Stored data entries
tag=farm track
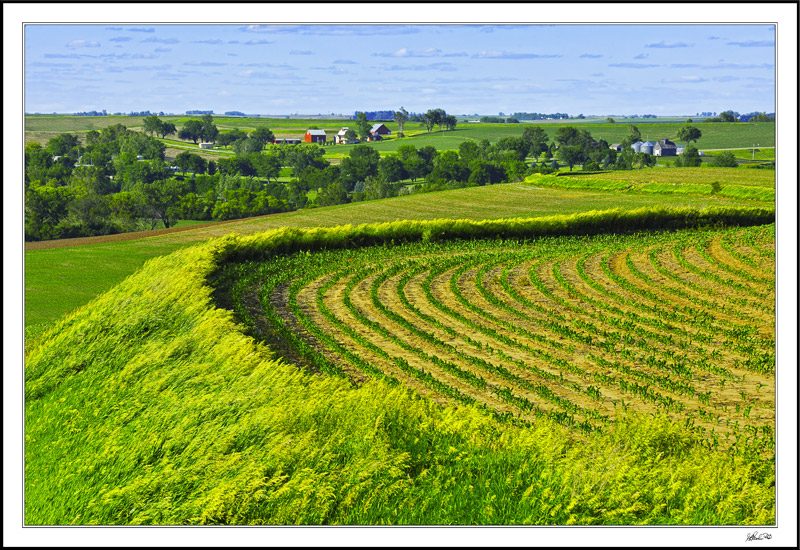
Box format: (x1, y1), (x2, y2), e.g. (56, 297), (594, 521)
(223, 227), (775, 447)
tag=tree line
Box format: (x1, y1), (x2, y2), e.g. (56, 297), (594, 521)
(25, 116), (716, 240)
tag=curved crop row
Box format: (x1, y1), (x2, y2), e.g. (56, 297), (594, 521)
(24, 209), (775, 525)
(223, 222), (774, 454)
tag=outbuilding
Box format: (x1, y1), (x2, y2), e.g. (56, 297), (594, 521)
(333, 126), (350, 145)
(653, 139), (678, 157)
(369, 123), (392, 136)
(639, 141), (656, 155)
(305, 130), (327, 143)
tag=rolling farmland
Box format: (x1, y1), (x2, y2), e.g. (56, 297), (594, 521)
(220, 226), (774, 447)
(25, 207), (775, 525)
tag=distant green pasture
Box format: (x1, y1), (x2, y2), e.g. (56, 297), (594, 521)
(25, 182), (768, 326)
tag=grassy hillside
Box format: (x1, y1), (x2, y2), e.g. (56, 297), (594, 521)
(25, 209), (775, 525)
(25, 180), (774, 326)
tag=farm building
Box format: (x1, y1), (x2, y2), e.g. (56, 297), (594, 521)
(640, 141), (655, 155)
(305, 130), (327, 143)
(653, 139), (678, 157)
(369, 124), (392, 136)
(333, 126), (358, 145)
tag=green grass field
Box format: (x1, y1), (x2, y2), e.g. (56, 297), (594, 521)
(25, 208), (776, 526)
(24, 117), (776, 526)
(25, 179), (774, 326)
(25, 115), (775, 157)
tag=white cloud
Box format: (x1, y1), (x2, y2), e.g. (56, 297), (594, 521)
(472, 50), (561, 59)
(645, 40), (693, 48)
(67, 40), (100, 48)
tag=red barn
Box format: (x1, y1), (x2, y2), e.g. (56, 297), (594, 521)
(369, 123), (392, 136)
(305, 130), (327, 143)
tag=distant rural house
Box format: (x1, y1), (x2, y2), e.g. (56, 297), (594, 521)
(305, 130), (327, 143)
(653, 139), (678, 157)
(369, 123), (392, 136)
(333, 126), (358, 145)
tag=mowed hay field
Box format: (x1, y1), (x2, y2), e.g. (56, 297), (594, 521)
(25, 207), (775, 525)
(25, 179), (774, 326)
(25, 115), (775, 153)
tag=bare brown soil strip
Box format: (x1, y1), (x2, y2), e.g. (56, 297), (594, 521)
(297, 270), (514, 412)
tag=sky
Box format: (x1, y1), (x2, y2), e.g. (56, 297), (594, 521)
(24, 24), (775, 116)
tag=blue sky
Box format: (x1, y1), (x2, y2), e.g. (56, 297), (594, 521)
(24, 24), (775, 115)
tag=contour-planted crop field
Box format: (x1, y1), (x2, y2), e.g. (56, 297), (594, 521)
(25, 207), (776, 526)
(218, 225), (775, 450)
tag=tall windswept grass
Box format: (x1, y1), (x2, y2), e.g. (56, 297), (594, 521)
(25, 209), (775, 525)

**PROMPT:** Rewrite all the records with every "Box format" changed to "Coordinate format" and nothing else altered. Omit the pictures from the output.

**SOLUTION FOR THIS PROBLEM:**
tag=farm track
Coordinate format: (x1, y1), (x2, y2), e.g. (56, 297), (594, 521)
(223, 227), (775, 447)
tag=tree line
Coordinate format: (x1, y1), (x2, y2), e.g. (56, 297), (594, 521)
(25, 116), (716, 240)
tag=curved crop row
Coordinate format: (x1, y1), (x2, y2), e.g. (56, 297), (594, 521)
(24, 209), (775, 525)
(223, 222), (774, 454)
tag=outbuilding
Coordinate format: (x1, y1), (x2, y2), e.g. (56, 297), (594, 521)
(333, 126), (350, 145)
(653, 139), (678, 157)
(369, 123), (392, 136)
(639, 141), (656, 155)
(305, 130), (327, 143)
tag=rolling farmland
Coordinate format: (x1, y1), (x2, y2), e.g. (56, 297), (594, 521)
(220, 226), (774, 447)
(25, 207), (775, 525)
tag=distant green pasture
Coordinate format: (x1, y1), (x2, y2), e.g. (56, 297), (594, 521)
(25, 182), (768, 326)
tag=grassy hillside
Coordinate format: (x1, y1), (x2, y2), e.g. (56, 297), (594, 521)
(25, 209), (775, 525)
(25, 180), (774, 326)
tag=farm building
Coordinate format: (x1, y1), (x2, y2), e.g. (56, 297), (594, 521)
(640, 141), (655, 155)
(305, 130), (327, 143)
(653, 139), (678, 157)
(369, 124), (392, 136)
(333, 126), (358, 145)
tag=green grass field
Coordinate format: (x1, y1), (x2, y2), e.g. (56, 297), (594, 521)
(25, 208), (776, 526)
(24, 117), (776, 526)
(25, 179), (774, 326)
(25, 115), (775, 157)
tag=white cloud
Coordinate format: (x1, y1), (x2, y2), e.g. (56, 297), (594, 521)
(472, 50), (561, 59)
(645, 40), (693, 48)
(67, 40), (100, 48)
tag=red barn
Coordinate format: (x1, y1), (x2, y2), e.g. (56, 297), (594, 521)
(369, 123), (392, 136)
(305, 130), (327, 143)
tag=distant rural house
Coordinate format: (x1, y1), (x2, y2), e.g. (56, 297), (594, 521)
(305, 130), (327, 143)
(653, 139), (678, 157)
(369, 123), (392, 136)
(333, 126), (358, 145)
tag=mowed hay field
Coordinate format: (x1, y1), (x2, y2), e.g. (56, 297), (594, 521)
(25, 207), (775, 525)
(25, 179), (774, 326)
(25, 115), (775, 153)
tag=bare brown soil strip
Coordinate format: (x1, y1), (x2, y2), e.g. (56, 297), (594, 521)
(297, 270), (514, 412)
tag=sky
Coordinate format: (x1, y1), (x2, y2), e.g. (56, 297), (594, 521)
(24, 24), (775, 116)
tag=blue sky
Coordinate format: (x1, y1), (x2, y2), e.g. (56, 297), (594, 521)
(24, 24), (775, 115)
tag=contour-planted crop field
Coordinate format: (x1, y1), (x2, y2), e.g. (56, 297), (594, 521)
(25, 207), (776, 526)
(218, 225), (775, 450)
tag=tall windswept grass
Coordinate format: (x1, y1), (x2, y2), e.g. (56, 297), (594, 521)
(25, 209), (775, 525)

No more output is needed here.